### EXERCISE INSTRUCTIONS
- A) List the verb phrases the legal terms excerpt uses to describe the firm's representation of other companies across past, present and future.
- B) Repeat word for word everything in the legal terms excerpt from "10.REPRESENTATION OF ADVERSE" down to "govern our relationship.".

### DOCUMENT EXCERPT
Any invoice remaining unpaid for more than ninety (90) days after the date of any statement may be assigned to collections. At our option, no further services will be rendered until the balance is paid in full and a retainer toward our fees and costs has been placed in a separate trust account.

 

9.CONFLICTS OF INTEREST. We have checked our records and have determined that there is no conflict of interest that prevents us from working on the matter based on the information you have provided to us at this time.

 

10.REPRESENTATION OF ADVERSE INTERESTS. Client is informed of the practical ramifications of our firm’s representation of a large number of companies. We have represented, continue to represent, and will in the future represent numerous other companies in connection with various matters in which Client is or may be involved. We do not believe that our representation of such other companies will interfere or conflict in any way with our firm’s representation of Client. However, because of the potential number of such matters, we think it is important to have a clear understanding that will govern our relationship.

[Detection examples]

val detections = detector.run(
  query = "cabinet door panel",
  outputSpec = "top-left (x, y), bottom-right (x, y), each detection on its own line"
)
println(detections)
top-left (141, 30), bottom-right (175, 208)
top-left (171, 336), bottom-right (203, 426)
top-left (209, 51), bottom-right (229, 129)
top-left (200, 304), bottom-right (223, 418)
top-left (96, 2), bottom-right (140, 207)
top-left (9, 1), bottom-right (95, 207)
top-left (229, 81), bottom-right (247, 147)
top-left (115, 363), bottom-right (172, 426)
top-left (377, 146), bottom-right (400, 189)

### SOLUTION LIST
- A)
have represented
continue to represent
will in the future represent

- B)
10.REPRESENTATION OF ADVERSE INTERESTS. Client is informed of the practical ramifications of our firm’s representation of a large number of companies. We have represented, continue to represent, and will in the future represent numerous other companies in connection with various matters in which Client is or may be involved. We do not believe that our representation of such other companies will interfere or conflict in any way with our firm’s representation of Client. However, because of the potential number of such matters, we think it is important to have a clear understanding that will govern our relationship.